**EXERCISE REQUIREMENTS:** Report each line of the rows below that contains the word "flower", copying every such line in full.

**DATA ENTRIES:**

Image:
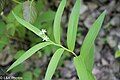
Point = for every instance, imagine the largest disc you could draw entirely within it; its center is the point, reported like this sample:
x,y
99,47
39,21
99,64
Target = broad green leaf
x,y
18,10
91,36
53,64
37,72
11,29
72,25
117,54
3,41
81,68
29,26
89,59
2,28
29,53
47,16
19,68
27,76
57,21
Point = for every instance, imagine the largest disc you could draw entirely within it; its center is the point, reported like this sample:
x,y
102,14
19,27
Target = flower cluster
x,y
119,46
45,38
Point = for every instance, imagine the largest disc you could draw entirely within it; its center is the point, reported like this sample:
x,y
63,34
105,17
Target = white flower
x,y
119,46
45,38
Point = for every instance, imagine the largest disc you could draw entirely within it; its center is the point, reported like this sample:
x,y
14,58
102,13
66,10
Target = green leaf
x,y
3,41
37,72
29,26
2,28
19,53
19,68
11,29
29,11
117,54
81,68
57,21
27,76
72,25
89,59
53,64
46,16
29,53
91,36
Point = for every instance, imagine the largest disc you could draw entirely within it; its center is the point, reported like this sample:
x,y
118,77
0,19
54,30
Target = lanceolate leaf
x,y
89,59
72,25
82,71
29,11
53,64
29,53
29,26
91,36
57,21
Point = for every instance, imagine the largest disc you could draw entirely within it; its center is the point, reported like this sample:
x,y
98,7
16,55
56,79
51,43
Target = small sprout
x,y
45,38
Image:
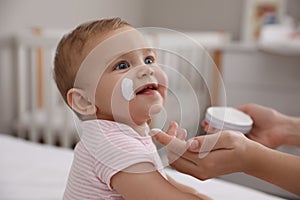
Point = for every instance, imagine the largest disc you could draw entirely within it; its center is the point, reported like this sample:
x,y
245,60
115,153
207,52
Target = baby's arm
x,y
147,185
187,189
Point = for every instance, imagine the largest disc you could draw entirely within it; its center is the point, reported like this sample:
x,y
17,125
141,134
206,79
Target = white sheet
x,y
30,171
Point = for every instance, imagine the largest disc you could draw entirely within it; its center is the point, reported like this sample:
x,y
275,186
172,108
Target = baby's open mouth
x,y
147,89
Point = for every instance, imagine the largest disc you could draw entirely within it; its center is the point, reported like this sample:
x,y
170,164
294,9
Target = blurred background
x,y
254,43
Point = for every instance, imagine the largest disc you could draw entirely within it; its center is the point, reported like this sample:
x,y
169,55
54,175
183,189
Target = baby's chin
x,y
155,109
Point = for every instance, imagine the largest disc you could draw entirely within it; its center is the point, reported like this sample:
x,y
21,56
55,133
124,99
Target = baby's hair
x,y
75,46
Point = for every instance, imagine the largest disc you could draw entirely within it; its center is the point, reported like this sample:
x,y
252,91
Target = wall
x,y
16,15
196,15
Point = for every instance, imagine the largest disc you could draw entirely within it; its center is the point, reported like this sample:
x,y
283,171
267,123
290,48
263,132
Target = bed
x,y
32,171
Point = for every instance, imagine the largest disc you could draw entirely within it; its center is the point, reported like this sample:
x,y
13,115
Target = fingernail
x,y
154,131
194,144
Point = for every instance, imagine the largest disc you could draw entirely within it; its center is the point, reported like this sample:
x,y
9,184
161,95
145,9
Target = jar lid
x,y
228,118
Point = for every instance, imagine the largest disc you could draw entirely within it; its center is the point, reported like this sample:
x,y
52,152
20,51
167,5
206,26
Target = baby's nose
x,y
145,71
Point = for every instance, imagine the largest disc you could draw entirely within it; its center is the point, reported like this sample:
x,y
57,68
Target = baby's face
x,y
132,86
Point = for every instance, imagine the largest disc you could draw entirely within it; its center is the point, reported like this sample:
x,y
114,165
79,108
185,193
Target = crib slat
x,y
33,112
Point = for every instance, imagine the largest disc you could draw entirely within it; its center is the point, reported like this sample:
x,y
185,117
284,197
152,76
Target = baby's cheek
x,y
162,79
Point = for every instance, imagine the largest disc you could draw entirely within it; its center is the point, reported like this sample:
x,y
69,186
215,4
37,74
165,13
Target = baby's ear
x,y
78,100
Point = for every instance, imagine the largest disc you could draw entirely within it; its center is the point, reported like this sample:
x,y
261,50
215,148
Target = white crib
x,y
41,114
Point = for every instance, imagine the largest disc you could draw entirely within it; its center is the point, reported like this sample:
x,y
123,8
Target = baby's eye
x,y
149,60
122,66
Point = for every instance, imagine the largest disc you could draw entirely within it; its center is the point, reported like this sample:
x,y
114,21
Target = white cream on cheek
x,y
127,89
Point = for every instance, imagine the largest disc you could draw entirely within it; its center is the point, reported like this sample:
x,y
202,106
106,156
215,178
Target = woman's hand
x,y
269,127
209,156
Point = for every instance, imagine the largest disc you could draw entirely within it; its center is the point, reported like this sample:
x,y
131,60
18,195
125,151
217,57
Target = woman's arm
x,y
272,128
233,152
275,167
147,185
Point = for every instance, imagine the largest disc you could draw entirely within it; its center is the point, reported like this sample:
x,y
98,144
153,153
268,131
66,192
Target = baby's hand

**THE RESPONSE:**
Target = flower cluster
Target = white flower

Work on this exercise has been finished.